* _Given passage_
Begin

# Commute from Anaheim to LAX



## BigSur (May 9, 2005)

Anyone know a smooth route from Anaheim (near Knott's) to the LAX area? I mapped it online and got a 33 mile route through the southbay area. Any suggestions on specific roads to take?


----------



## Wolfman (Jun 15, 2005)

*Knott's to LAX? Lame, right?*

Dude... that's quite a route. If you get any good suggestions, post them here.

If it were me, and since I don't know those roads at all, I'd likely _not_ opt for the route that the crow would fly (Lakewood, Paramount, Compton, Hawthorne), and instead make a beeline for PVP and then go up the coast through Redondo, Hermosa, and Manhattan Beaches.

If it's a route that you're going to do a lot, you'll probably be able to develop a pretty decent urban route eventually...

I'd be interested to hear from others out there what's a good route inland (and what decent destinations are) inland from the coast along the 105 or the 91.


----------



## allroy71 (Nov 29, 2007)

http://www.metro.net/riding_metro/bikes/images/la_bike_map.pdf

This might help a bit. Sounds like a pretty urban ride!!


----------



## mohair_chair (Oct 3, 2002)

The 105 freeway would be ideal.


----------



## Bixe (Jan 28, 2004)

End

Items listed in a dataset

Begin

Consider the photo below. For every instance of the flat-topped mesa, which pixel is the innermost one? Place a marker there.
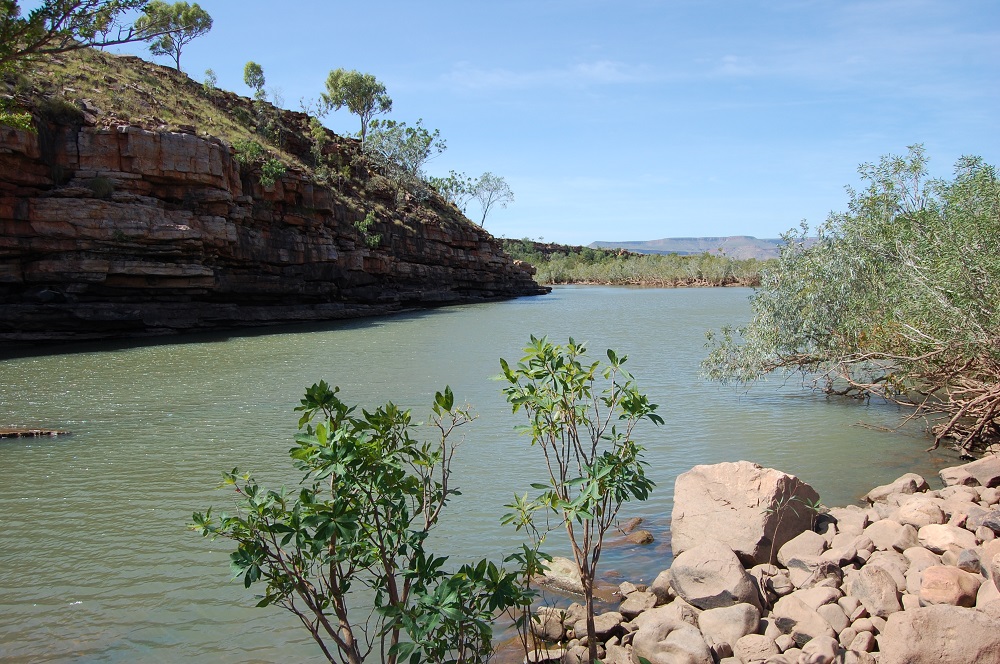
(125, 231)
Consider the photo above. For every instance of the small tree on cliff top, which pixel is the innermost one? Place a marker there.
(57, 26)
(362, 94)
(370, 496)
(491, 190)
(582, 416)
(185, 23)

End

* _Task to complete_
Write the next part of the forum thread about commuting from Anaheim to LAX, picking up after its final line. The records have no connection to the forum thread on the Anaheim-to-LAX commute.

* _Output for this task_
*Green Line*



BigSur said:


> Anyone know a smooth route from Anaheim (near Knott's) to the LAX area? I mapped it online and got a 33 mile route through the southbay area. Any suggestions on specific roads to take?


There just aren't many ride friendly routes from about the Long Beach Fwy (710) west to LAX without riding through the Third World. A route through the Dominguez Hills area is likely the safest way to go, but that's a bit of a southern bend around. The pavement is in better condition through that area and the neighborhoods are more, eh, civil.
Recommendation: Ride to the Norwalk Station of the Metrorail Green Line and ride the train to LAX. You'll get a better close up look at the area you might ride through before actually attempting it....


----------



## Hippienflipflops (Aug 21, 2007)

That sounds like the worst bike ride i could possibly imagine. Is there a reason you wouldnt take the train to downtown LA then either connect to a bus or ride from there? By the way, if you want to ride through Compton...good luck. I was there for work at 7 am on a wednesday morning and almost had my car stolen, directly outside a police station (when i came out from my meeting there were 5 guys standing there looking in the windows with one more on lookout)...


----------



## terbennett (Apr 1, 2006)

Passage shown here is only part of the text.